### Исходный текст
*****

Так что все далее – это про моё мироощущение движения по природе…..
И я несколько не сожалею, что моя молодость была потрачена на сознательное уединение с таёжными и прочими, не столь уж дикими, но бескрайними лесами от Приморской тайги до Восточной Пруссии (нашей Калининградской области). Весь этот отрезок моей жизни я провел в длительных (по полгода) лесоустроительных и других экспедициях в проектном или научном исследовании (обследовании) состояния наших лесов.
И я бы сказал сейчас – их самочувствия.
Самочувствия, которое неизбежно перетекает и в тебя, когда ты один на один с его величеством – девственным лесом. И ты хочешь – не хочешь, даже выполняя рутинную работу, весь световой день, бродя по глухоманным дебрям, когда за весь сезон никто тебе из Homo sapiens на пути не встретился, исключая твоих же собратьев по партии (прошу не путать таксаторскую партию ни с какой другой) ……Начинаешь существовать по законам их психологии, которые никак нельзя описать.
Да и понять невозможно.
Возможно только сосуществовать вместе с ними. Это не просто научиться жить в бескрайнем фитоценозе (биоценозе), как говорят биологи, и тем более, уметь выживать в экстремальных условиях, как это тренируется в спецназе, это – ощущать себя его частью.
И такое ощущение приходит к тебе в момент первой же одиночной ночевки у теплоблаженного костра на берегу быстро журчащей речки, всю ночь говорливо передающей твоему сознанию некие свои тайны, которые постичь никак не удается, кроме того, что они на самом деле есть….
И самое главное, что это самосознание не есть осознание действительности. Оно в некоторой степени схоже с сомнамбулизмом. Только это не болезненное расстройство парасомнического спектра, как определяет это медицина (приступы лунатизма с нарушением пробуждения), наоборот – некое погружение в тайну лесного сна наяву.

*****

### Ваше задание
Обновите фрагмент текста о лесных экспедициях, который открывается словами «Возможно только сосуществовать» и завершается словами «лесного сна наяву.»: замените в нем «быстро журчащей речки» на «шумной горной речки». Опирайтесь только на текст о лесных экспедициях.

Записи из источника данных
*****

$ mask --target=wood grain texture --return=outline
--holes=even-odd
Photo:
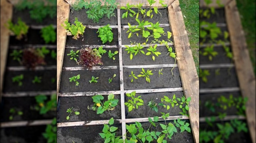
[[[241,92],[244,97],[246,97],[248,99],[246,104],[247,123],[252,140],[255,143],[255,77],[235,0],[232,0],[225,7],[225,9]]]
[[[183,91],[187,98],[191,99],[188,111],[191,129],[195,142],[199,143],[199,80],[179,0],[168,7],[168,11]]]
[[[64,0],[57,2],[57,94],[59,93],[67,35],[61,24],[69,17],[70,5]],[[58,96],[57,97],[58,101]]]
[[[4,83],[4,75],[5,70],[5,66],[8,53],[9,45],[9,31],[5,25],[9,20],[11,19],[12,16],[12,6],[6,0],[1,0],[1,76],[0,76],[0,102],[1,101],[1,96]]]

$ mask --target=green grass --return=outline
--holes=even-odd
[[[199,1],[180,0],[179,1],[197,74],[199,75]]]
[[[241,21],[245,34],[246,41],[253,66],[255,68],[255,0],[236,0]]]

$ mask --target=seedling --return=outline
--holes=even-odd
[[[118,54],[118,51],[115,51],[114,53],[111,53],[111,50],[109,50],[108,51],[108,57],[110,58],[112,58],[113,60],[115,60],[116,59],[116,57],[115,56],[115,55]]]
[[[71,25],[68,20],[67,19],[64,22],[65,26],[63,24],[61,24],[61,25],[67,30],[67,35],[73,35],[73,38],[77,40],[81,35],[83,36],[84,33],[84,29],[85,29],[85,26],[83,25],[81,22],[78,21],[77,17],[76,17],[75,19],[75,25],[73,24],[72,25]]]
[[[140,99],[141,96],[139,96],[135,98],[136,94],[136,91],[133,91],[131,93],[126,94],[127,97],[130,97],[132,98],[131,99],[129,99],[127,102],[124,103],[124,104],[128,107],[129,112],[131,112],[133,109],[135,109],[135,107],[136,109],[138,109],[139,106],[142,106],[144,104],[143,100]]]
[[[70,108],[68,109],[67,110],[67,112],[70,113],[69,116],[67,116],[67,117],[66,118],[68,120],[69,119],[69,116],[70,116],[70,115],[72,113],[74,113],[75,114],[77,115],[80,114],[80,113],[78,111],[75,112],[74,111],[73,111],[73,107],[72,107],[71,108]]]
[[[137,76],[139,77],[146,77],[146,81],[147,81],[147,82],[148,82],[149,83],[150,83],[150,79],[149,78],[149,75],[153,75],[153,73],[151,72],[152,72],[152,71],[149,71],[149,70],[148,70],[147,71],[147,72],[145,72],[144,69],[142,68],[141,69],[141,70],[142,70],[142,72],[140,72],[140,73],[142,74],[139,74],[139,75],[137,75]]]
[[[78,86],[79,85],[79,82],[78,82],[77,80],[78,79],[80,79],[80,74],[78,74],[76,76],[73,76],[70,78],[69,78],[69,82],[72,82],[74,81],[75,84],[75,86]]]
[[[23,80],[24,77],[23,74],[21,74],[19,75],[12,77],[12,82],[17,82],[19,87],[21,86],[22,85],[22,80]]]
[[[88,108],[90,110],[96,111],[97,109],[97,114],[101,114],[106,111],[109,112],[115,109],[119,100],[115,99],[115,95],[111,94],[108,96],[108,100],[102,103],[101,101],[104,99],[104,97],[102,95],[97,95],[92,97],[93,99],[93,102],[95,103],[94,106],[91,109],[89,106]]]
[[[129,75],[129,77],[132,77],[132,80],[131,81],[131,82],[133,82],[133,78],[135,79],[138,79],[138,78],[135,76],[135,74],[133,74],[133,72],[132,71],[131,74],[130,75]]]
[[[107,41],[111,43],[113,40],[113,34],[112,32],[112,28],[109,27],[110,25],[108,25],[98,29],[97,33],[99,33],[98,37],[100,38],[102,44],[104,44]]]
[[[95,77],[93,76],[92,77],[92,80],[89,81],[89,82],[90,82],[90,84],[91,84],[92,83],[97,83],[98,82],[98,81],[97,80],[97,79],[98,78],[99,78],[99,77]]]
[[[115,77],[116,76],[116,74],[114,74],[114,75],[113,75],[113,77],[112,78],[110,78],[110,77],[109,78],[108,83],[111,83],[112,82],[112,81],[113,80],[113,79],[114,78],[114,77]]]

*****

### Результат упражнения
Возможно только сосуществовать вместе с ними. Это не просто научиться жить в бескрайнем фитоценозе (биоценозе), как говорят биологи, и тем более, уметь выживать в экстремальных условиях, как это тренируется в спецназе, это – ощущать себя его частью.
И такое ощущение приходит к тебе в момент первой же одиночной ночевки у теплоблаженного костра на берегу шумной горной речки, всю ночь говорливо передающей твоему сознанию некие свои тайны, которые постичь никак не удается, кроме того, что они на самом деле есть….
И самое главное, что это самосознание не есть осознание действительности. Оно в некоторой степени схоже с сомнамбулизмом. Только это не болезненное расстройство парасомнического спектра, как определяет это медицина (приступы лунатизма с нарушением пробуждения), наоборот – некое погружение в тайну лесного сна наяву.